*MATERIAL TO PROCESS*:
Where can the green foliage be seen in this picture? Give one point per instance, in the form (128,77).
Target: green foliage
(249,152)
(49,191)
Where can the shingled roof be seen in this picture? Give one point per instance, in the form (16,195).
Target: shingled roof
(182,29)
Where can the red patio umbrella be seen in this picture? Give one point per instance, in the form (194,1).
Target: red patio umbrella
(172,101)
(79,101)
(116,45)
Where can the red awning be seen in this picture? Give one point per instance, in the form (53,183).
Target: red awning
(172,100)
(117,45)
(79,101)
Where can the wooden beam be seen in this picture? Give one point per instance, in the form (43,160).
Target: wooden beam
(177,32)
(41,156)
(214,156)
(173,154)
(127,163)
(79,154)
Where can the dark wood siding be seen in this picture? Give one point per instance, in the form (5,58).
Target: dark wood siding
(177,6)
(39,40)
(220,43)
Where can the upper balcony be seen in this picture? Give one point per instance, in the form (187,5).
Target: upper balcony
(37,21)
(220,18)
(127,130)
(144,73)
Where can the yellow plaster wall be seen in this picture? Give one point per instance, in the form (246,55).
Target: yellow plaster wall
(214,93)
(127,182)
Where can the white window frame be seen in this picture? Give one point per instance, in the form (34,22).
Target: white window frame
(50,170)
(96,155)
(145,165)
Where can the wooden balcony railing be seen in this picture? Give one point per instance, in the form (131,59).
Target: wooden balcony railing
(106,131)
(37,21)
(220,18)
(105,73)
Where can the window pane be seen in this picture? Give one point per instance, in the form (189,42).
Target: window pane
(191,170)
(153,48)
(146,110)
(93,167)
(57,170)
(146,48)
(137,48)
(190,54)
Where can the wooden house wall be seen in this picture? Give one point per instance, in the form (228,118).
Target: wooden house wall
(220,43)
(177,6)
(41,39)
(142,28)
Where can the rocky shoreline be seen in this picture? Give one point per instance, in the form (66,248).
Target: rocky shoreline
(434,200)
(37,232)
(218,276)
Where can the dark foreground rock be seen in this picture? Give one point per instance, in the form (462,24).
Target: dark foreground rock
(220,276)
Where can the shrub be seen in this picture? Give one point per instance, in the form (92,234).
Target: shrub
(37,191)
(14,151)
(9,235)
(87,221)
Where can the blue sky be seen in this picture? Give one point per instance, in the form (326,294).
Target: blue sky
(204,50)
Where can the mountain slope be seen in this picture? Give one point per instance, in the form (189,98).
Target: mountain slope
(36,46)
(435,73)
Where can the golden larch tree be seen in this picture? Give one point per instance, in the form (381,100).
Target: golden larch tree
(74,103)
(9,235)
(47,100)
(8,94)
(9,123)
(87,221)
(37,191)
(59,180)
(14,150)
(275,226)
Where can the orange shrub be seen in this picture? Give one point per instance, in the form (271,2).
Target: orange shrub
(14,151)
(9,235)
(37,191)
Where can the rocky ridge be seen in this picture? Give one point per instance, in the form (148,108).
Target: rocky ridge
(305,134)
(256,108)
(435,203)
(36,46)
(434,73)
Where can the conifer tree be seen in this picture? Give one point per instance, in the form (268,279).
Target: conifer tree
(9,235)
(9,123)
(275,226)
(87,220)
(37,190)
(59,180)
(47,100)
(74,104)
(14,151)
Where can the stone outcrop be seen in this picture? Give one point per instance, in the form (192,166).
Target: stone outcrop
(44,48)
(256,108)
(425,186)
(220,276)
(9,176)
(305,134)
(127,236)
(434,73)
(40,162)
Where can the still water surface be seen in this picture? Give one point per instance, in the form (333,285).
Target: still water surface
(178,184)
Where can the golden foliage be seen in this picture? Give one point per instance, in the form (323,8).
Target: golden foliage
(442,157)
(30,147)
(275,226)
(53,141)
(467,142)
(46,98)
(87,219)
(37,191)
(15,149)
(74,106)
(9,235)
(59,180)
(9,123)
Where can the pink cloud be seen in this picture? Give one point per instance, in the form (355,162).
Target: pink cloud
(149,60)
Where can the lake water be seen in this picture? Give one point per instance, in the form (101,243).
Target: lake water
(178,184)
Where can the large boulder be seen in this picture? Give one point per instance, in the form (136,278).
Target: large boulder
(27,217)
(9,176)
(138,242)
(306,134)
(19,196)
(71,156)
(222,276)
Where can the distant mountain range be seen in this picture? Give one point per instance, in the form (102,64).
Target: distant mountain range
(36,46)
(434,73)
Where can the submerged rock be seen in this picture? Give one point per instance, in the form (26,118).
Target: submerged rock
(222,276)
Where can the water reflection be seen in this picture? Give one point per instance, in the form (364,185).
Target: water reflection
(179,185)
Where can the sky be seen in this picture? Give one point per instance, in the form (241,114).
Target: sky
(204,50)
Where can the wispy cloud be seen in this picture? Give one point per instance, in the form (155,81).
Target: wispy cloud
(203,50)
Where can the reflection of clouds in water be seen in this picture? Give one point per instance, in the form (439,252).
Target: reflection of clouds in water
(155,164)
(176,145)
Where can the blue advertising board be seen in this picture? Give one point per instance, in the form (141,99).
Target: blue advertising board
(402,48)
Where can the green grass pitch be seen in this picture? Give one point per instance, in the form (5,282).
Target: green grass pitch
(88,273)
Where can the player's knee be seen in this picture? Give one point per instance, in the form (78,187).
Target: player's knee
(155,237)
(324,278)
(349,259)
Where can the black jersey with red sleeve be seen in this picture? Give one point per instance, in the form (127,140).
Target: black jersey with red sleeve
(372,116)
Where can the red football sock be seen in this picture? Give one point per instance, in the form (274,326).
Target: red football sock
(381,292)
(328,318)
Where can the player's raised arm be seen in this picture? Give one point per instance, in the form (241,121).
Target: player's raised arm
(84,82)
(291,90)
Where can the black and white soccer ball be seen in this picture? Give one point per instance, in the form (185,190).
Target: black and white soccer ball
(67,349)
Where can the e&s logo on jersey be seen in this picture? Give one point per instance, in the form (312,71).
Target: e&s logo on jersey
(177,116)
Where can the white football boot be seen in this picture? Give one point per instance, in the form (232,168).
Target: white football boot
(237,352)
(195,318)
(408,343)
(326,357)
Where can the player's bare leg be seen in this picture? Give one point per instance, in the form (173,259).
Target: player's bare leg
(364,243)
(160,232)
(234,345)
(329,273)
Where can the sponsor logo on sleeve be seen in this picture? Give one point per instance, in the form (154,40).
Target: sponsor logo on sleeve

*ACTION ITEM*: Copy out the material above in its entirety. Every detail must match.

*EXERCISE OUTPUT*:
Where can the green foliage be seen in this picture? Give one point per instance, in the form (128,77).
Target: green foliage
(249,152)
(49,191)
Where can the shingled roof be seen in this picture? Give one point per instance, in the form (16,195).
Target: shingled roof
(182,29)
Where can the red patio umbrella be seen in this picture? Give one point per instance, in the form (194,1).
Target: red patio umbrella
(172,101)
(79,101)
(116,45)
Where can the red awning be seen in this picture? Give one point per instance, in the form (53,183).
Target: red awning
(172,100)
(117,45)
(79,101)
Where can the wooden beam be seen in this picture? Give one point per instance, in the form (43,160).
Target: wooden beam
(177,32)
(41,156)
(214,156)
(173,154)
(127,163)
(79,154)
Where can the dark wood siding be seen in this picture? Give one point per instance, in the form (5,58).
Target: dark wood siding
(177,6)
(39,40)
(220,43)
Where can the upper balcony be seen in this picture? Give one point per instance, in the form (187,5).
Target: upper balcony
(37,21)
(220,18)
(127,130)
(144,73)
Where can the yellow plaster wall be seen in this picture? Give one point per instance, in the form (246,55).
Target: yellow plaster wall
(214,93)
(127,182)
Where can the white window frame be seen in this picture? Give one point per instance, in the form (34,22).
Target: white window frame
(50,170)
(96,155)
(145,165)
Where can the wooden balcony railing be seen in this picture? Give one point per instance, in the form (131,59).
Target: wooden balcony railing
(106,131)
(37,21)
(220,18)
(105,73)
Where can the window pane be seen in this picture? Give one point per instance, in the form (189,42).
Target: window pane
(191,170)
(153,48)
(146,110)
(93,167)
(57,170)
(146,48)
(137,48)
(190,54)
Where can the wooden house wall be seen in this picture? Give one point per instance, in the form (228,118).
Target: wooden house wall
(220,43)
(177,6)
(41,39)
(142,28)
Where can the rocky shoreline be seen in this picture? Give one point per instance, in the form (66,248).
Target: rocky shoreline
(434,200)
(37,232)
(218,276)
Where can the dark foreground rock be seen in this picture? Give one point per instance, in the form (462,24).
Target: dark foreground rock
(220,276)
Where can the shrub be seen in this picture? Give one point per instance, in the form (92,234).
Target: shrub
(37,191)
(14,151)
(9,235)
(87,221)
Where can the blue sky be seen in this picture? Give one point per instance, in the form (326,294).
Target: blue sky
(204,50)
Where can the mountain slope be seen in this picture? Give one point per instance, in the form (189,98).
Target: mountain slope
(36,46)
(435,73)
Where can the golden larch tree be seen in this picture? Give one point per instance, in the form (381,100).
Target: golden larch tree
(74,103)
(9,235)
(47,100)
(8,94)
(9,123)
(87,221)
(37,191)
(59,180)
(14,150)
(275,226)
Where can the orange shrub be seen in this picture? Give one point per instance, in the form (271,2).
Target: orange shrub
(14,151)
(9,235)
(37,191)
Where can the rocky ridge be seen in this picture? Give one point per instance, in the form (148,108).
Target: rocky ridge
(305,134)
(256,108)
(435,203)
(36,46)
(434,73)
Where can the conifer tree be seen in this picture? Give one point per instance, in the form (268,279).
Target: conifer tree
(9,235)
(9,123)
(275,226)
(87,220)
(37,190)
(59,180)
(47,100)
(74,104)
(14,151)
Where can the stone outcrop be seen in this picture? Give one point per instance, in the form (192,166).
Target: stone outcrop
(44,48)
(256,108)
(425,186)
(220,276)
(9,176)
(305,134)
(127,236)
(434,73)
(40,162)
Where can the still water surface be seen in this picture? Give one point per instance, in the form (333,285).
Target: still water surface
(178,184)
Where can the golden foliage be seen in this picture? Give one point per instance, in the form (323,8).
Target: golden foliage
(442,157)
(30,147)
(275,226)
(53,141)
(467,142)
(46,98)
(87,219)
(37,191)
(15,149)
(74,106)
(9,235)
(59,180)
(9,123)
Where can the pink cloud be seen in this picture? Give one point per instance, in the form (355,162).
Target: pink cloud
(149,60)
Where can the lake water be seen in this picture? Give one point per instance, in the form (101,243).
Target: lake water
(178,184)
Where can the large boulder be seen in this picture? Give one point per instance, in the form (136,278).
Target: large boulder
(27,217)
(9,176)
(138,242)
(306,134)
(19,196)
(71,156)
(222,276)
Where can the distant mountain range be seen in this picture? Give one point per instance, in the form (102,64).
Target: distant mountain range
(36,46)
(434,73)
Where can the submerged rock be seen in this picture? Give one point per instance, in the form (26,118).
Target: submerged rock
(222,276)
Where can the water reflection be seen in this picture? Give one point per instance, in the form (364,185).
Target: water reflection
(179,185)
Where can the sky be seen in this picture? Give one point per instance, in the form (241,114).
Target: sky
(204,50)
Where can the wispy cloud be seen in this picture? Give one point per instance, in the form (155,81).
Target: wispy cloud
(203,50)
Where can the reflection of clouds in water be seen in this picture? Give one point per instance, in the form (439,252).
Target: reflection of clouds in water
(155,164)
(176,145)
Where can the blue advertising board be seen in this picture? Give one point per instance, in the form (141,99).
Target: blue advertising board
(402,48)
Where can the green grass pitch be seen in this picture? Give one point per instance, in the form (5,282).
Target: green grass pitch
(88,273)
Where can the player's knee be seen in this picture? Give one point per instance, in the form (78,187).
Target: player's knee
(155,237)
(324,278)
(349,259)
Where can the black jersey with red sleeve be seen in this picture? Give one point per instance, in the form (127,140).
Target: black jersey with red sleeve
(372,116)
Where can the red football sock be seen in this picture? Give one point per instance, in the form (274,326).
Target: red football sock
(381,292)
(328,318)
Where can the player's raised arm be seen in this picture? Give one point per instance, in the form (241,121).
Target: player's raised arm
(84,82)
(291,90)
Where can the black and white soccer ball be seen in this picture? Give one point per instance, in the form (185,190).
Target: black and white soccer ball
(67,349)
Where can the e&s logo on jersey be seen in this picture? Give one point per instance, in the form (312,71).
Target: e&s logo on jersey
(177,116)
Where can the white football boot be seen in this picture? Give one point per instance, in the form (232,168).
Target: white football boot
(237,352)
(195,318)
(408,343)
(326,357)
Where can the player's bare leg be seen in this picture? Give one point per instance, in the form (173,259).
Target: player's bare leg
(364,243)
(160,232)
(234,345)
(329,273)
Where can the sponsor logo on sleeve be seen in this picture? Give one point per instance, in the form (154,40).
Target: sponsor logo on sleeve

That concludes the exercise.